[Available records Boundary: Start]
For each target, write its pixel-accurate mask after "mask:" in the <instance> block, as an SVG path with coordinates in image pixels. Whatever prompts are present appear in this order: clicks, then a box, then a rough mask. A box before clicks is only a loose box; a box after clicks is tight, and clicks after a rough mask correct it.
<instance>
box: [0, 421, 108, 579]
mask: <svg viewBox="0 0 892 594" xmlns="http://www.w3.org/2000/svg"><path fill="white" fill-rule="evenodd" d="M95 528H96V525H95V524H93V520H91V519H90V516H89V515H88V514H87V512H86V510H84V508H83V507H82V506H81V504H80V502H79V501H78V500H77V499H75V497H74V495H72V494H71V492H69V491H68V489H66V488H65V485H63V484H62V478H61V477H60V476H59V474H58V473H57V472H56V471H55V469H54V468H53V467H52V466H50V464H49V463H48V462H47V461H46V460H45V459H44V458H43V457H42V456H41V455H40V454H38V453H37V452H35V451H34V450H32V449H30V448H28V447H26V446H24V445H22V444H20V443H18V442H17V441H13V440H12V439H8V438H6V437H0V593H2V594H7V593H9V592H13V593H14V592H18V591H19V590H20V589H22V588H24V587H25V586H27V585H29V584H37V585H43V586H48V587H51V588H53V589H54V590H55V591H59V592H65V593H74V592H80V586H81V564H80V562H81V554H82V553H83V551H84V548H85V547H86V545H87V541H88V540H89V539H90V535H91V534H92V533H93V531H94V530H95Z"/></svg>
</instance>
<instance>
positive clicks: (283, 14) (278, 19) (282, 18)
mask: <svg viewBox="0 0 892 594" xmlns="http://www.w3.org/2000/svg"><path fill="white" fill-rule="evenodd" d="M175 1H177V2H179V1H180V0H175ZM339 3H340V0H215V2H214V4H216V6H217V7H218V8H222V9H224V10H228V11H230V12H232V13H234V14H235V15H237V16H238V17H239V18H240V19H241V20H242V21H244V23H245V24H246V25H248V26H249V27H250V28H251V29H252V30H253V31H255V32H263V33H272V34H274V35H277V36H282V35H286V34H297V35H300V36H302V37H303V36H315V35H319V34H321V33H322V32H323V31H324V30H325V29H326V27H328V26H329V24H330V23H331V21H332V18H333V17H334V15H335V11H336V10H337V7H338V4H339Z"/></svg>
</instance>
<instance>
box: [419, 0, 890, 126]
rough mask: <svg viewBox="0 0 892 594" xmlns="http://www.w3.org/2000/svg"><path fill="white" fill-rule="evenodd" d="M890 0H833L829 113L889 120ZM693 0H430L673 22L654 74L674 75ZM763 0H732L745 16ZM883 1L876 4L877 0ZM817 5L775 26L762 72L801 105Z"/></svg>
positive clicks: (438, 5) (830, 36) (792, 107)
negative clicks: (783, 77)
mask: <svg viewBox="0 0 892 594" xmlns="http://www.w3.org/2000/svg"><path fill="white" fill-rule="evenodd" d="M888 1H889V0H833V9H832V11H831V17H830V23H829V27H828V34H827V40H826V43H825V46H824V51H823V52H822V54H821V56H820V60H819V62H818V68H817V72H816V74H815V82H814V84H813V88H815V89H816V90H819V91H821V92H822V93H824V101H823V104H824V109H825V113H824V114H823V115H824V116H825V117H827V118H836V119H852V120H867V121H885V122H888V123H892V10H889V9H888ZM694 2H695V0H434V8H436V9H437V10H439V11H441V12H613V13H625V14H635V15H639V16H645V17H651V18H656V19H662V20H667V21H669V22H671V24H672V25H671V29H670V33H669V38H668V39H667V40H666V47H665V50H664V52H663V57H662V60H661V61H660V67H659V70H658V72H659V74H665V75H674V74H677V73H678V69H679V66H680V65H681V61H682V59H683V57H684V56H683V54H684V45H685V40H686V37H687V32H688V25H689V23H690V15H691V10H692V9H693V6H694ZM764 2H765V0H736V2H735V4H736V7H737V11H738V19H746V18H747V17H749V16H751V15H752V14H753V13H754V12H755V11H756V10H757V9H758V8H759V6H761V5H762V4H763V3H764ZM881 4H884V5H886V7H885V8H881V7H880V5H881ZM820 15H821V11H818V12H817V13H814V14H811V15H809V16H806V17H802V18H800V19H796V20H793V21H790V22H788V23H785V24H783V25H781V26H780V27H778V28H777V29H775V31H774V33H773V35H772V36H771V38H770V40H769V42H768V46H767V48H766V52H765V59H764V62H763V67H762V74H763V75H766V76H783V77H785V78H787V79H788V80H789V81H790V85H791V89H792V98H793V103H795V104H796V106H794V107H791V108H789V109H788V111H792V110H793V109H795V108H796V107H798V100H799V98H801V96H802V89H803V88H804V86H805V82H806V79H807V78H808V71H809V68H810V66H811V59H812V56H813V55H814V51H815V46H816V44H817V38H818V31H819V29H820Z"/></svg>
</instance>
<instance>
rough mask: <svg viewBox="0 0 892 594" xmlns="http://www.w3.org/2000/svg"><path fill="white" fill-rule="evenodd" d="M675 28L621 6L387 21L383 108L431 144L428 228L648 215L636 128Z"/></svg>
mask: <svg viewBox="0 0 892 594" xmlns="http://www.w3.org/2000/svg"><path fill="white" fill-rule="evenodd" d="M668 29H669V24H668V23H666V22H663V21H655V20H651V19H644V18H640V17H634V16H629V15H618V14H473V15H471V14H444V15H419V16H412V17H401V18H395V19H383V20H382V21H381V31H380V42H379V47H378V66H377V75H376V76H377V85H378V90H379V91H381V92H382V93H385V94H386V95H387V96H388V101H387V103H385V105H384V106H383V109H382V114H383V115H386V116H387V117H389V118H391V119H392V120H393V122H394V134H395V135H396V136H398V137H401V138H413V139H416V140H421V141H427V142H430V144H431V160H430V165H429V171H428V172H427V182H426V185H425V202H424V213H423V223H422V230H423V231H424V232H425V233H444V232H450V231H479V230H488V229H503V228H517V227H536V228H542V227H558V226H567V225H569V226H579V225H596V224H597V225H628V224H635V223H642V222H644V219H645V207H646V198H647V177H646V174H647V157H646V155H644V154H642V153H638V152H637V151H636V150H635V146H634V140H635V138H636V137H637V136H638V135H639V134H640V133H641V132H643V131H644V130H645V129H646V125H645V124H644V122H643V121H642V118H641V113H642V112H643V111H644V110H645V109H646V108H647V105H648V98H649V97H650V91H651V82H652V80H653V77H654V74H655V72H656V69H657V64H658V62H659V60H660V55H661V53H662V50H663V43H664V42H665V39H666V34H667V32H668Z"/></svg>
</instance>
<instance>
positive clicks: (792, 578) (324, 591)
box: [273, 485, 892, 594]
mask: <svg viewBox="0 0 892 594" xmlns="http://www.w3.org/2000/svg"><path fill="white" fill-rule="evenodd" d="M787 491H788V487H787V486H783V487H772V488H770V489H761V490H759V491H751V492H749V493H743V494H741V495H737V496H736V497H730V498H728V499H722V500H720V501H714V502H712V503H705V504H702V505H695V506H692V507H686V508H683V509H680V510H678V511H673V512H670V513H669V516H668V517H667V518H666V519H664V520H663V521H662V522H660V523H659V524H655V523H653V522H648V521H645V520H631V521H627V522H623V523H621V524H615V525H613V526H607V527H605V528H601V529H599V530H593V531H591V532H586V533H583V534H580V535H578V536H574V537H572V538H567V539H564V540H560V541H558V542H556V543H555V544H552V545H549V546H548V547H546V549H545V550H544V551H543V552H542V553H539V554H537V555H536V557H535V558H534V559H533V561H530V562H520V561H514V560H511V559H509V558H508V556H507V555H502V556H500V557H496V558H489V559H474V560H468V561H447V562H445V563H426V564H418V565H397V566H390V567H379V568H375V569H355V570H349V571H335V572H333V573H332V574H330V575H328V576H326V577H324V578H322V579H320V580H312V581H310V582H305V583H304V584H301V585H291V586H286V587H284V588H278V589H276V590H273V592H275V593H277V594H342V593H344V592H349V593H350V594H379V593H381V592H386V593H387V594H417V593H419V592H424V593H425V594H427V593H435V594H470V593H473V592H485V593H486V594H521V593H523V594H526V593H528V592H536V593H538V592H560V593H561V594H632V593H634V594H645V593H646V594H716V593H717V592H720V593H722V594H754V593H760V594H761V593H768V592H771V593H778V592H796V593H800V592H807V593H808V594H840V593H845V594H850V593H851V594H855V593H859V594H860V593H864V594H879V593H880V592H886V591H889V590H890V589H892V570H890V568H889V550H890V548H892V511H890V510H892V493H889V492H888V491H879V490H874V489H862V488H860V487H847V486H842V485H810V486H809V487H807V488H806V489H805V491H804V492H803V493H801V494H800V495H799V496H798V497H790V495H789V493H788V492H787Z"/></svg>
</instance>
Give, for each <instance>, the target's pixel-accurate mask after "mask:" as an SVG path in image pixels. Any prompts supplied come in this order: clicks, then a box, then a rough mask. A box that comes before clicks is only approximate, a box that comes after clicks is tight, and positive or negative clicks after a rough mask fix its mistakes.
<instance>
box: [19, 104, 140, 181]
[Available records Boundary: End]
Problem to work on
Reproduce exactly the lines above from the line with "0H833L829 113L889 120ZM693" to the line with "positive clicks: (438, 5)", including both, and add nothing.

Answer to the exercise
rough mask: <svg viewBox="0 0 892 594" xmlns="http://www.w3.org/2000/svg"><path fill="white" fill-rule="evenodd" d="M890 0H833L829 113L889 120ZM693 0H430L673 22L654 74L674 75ZM763 0H732L745 16ZM883 1L876 4L877 0ZM817 5L775 26L762 72L801 105Z"/></svg>
positive clicks: (438, 5) (830, 36) (792, 107)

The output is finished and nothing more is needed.